> [THE TASK]:
Your copy of the entries must be exact, and it must not include the pictures.

> [LISTED ENTRIES]:

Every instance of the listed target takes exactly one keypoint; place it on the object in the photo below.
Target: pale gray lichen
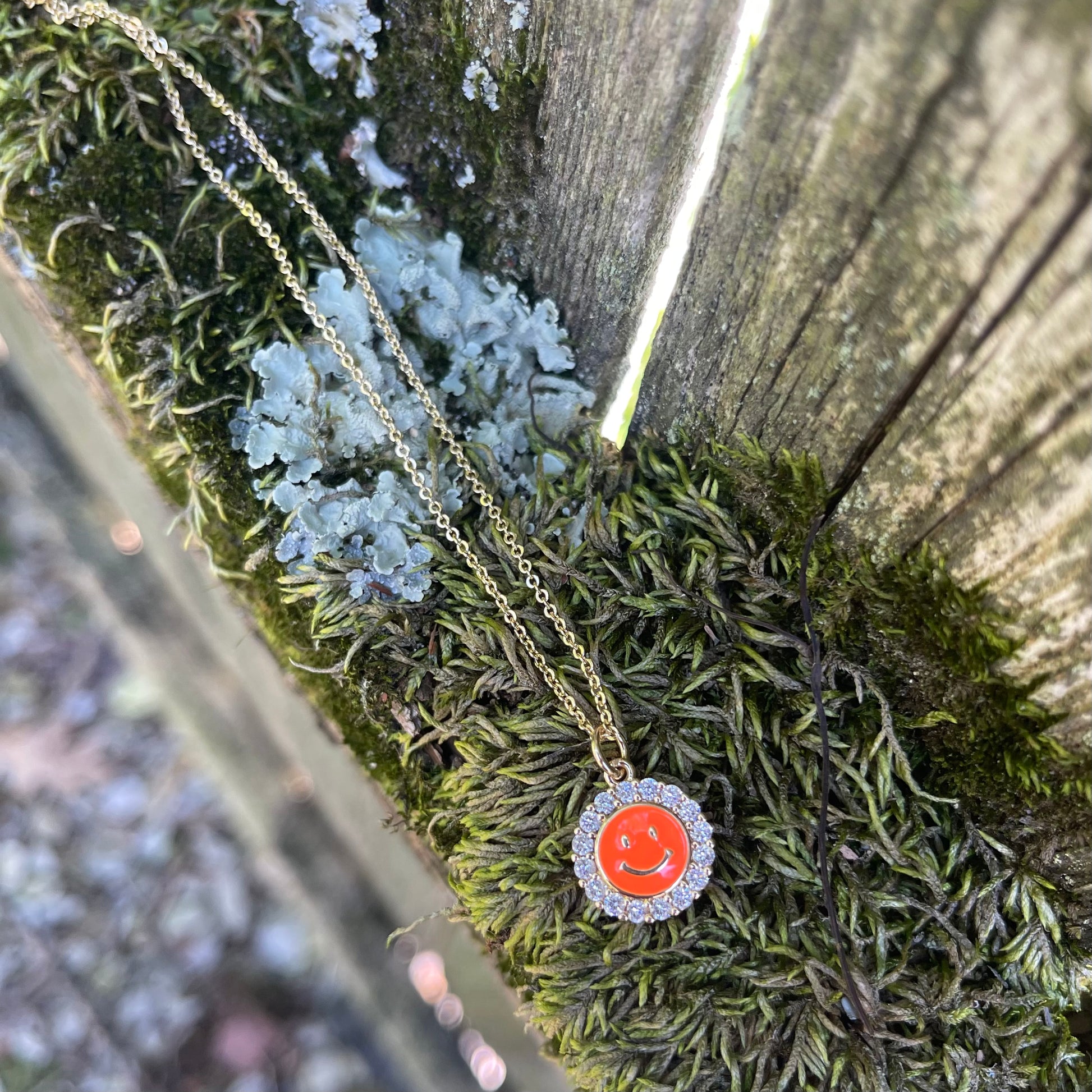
(362, 149)
(328, 456)
(479, 83)
(521, 11)
(340, 30)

> [ANSWER]:
Every instance of the listed target takes exactly one keypoint; place it on the object in the photo below.
Target: pale gray lichen
(362, 149)
(328, 456)
(479, 83)
(521, 11)
(340, 30)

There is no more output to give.